(WHAT NEEDS TO BE DONE): Please format the lines below as a JSON list of strings, one string per line, with blank lines left out. Begin at the line that contains "Might you point out the snow in" and stop after the line that contains "Target: fence rail".

Records from a point-labeling set:
########################################

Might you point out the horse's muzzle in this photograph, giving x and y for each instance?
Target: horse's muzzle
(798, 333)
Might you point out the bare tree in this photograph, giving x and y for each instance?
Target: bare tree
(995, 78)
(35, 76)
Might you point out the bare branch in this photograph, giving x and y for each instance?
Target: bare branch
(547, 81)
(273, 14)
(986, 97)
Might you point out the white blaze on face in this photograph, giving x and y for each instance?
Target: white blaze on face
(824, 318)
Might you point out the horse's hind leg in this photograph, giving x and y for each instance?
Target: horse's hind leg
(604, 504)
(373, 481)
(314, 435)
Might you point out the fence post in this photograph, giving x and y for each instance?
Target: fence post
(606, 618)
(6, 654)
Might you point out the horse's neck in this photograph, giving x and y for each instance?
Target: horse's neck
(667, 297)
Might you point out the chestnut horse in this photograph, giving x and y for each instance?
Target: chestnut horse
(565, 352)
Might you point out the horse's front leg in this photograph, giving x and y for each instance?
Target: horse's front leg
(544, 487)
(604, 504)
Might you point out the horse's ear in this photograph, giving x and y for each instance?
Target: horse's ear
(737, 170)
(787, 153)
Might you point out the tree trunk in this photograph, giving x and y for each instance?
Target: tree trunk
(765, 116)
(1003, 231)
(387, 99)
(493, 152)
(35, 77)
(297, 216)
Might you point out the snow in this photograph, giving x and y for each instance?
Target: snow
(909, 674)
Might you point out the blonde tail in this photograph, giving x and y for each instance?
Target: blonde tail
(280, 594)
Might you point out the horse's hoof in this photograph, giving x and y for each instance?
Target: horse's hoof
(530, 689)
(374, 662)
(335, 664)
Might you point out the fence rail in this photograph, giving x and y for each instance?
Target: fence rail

########################################

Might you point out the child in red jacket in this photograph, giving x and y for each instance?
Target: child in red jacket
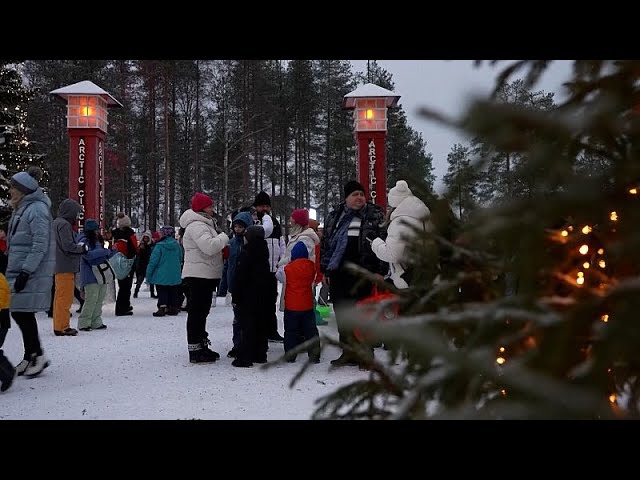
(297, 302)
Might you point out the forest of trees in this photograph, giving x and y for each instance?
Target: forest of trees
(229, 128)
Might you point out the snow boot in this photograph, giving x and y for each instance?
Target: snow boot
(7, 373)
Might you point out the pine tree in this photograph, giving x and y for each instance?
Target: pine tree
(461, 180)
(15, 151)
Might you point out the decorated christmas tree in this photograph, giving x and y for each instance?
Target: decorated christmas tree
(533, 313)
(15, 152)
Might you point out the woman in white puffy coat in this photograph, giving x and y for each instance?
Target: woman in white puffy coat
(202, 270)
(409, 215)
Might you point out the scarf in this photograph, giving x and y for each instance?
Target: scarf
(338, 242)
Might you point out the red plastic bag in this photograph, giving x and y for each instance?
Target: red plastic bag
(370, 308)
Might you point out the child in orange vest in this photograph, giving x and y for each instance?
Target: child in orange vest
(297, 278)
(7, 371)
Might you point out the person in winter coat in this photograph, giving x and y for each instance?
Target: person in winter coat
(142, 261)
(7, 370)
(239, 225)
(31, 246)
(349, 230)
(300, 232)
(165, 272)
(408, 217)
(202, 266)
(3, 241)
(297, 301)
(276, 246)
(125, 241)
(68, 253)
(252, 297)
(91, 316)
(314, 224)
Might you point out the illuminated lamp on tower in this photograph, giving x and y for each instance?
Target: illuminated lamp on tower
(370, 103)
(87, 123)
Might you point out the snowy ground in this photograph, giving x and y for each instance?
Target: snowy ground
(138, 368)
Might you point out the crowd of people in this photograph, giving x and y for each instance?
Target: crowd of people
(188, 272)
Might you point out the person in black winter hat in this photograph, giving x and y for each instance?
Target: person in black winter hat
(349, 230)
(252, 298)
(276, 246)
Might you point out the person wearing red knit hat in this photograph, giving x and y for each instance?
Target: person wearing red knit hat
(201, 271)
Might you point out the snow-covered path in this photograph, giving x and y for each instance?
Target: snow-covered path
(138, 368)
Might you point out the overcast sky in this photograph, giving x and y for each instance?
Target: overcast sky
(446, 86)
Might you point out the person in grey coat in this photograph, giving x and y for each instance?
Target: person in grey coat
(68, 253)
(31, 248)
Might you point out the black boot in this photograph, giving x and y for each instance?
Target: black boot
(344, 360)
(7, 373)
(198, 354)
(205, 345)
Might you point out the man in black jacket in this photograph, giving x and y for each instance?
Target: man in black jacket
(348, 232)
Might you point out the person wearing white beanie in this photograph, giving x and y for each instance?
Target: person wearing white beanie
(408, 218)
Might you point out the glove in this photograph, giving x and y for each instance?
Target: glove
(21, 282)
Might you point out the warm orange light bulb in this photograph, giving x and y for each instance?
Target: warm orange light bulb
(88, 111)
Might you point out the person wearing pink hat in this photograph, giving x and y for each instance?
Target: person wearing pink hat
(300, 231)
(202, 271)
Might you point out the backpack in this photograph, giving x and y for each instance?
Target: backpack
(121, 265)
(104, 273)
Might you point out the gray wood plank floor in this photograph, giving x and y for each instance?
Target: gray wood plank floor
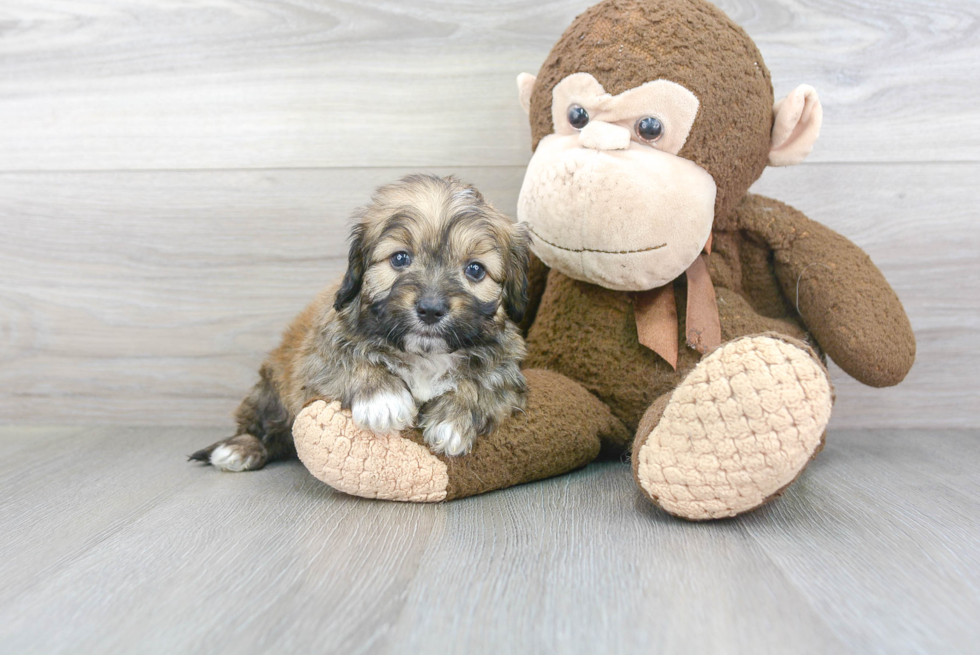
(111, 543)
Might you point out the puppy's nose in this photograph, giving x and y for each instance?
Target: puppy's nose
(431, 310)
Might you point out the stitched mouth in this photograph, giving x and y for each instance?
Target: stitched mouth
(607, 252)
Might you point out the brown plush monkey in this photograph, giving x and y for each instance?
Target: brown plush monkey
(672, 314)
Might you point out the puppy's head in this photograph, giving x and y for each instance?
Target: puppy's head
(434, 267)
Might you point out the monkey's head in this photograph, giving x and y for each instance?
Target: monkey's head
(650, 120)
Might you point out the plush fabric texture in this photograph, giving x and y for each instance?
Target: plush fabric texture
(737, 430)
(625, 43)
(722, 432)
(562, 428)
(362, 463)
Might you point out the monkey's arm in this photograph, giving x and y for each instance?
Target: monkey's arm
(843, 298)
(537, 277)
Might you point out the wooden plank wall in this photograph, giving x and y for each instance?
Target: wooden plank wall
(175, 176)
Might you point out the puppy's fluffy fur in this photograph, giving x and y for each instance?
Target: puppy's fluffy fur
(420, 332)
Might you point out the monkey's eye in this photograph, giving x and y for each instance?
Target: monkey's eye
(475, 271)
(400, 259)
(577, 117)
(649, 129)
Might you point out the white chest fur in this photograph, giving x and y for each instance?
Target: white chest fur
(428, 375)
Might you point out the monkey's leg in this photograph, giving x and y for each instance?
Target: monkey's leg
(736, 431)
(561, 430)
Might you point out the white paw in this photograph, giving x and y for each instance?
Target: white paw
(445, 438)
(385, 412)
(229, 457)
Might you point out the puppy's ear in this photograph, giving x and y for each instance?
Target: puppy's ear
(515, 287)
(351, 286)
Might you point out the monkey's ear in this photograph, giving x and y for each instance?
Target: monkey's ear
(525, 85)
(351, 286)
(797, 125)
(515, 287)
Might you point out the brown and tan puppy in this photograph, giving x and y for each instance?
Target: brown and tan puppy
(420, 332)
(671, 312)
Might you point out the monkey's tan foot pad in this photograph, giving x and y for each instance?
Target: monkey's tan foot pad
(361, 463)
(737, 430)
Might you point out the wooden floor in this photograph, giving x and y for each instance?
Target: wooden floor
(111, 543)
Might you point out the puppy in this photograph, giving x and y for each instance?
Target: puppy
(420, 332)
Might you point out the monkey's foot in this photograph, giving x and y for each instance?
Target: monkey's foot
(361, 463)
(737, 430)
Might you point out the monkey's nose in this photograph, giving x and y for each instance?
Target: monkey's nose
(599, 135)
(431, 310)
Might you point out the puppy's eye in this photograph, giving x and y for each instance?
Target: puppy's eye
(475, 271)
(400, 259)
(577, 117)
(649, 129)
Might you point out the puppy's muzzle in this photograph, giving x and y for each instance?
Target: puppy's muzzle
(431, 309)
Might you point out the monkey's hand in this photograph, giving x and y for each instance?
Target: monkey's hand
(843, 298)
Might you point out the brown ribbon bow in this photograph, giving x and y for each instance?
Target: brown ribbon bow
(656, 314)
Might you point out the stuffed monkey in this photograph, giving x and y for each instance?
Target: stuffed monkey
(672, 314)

########################################

(RESULT FOR THIS EXERCISE):
[
  "Might you point out the snow in this photograph, giving x and y for each instance?",
  "Target: snow",
  "(909, 674)",
  "Might you point out the blonde tail in this photograph, giving x and y for each instance?",
  "Target: blonde tail",
  "(280, 594)",
  "Might you point out the horse's hoof in this photograph, giving x and y for each instance?",
  "Target: horse's hoof",
  "(530, 689)",
  "(374, 662)",
  "(335, 664)",
  "Might you point out the fence rail in this photograph, giving x and y for each instance?",
  "Target: fence rail"
]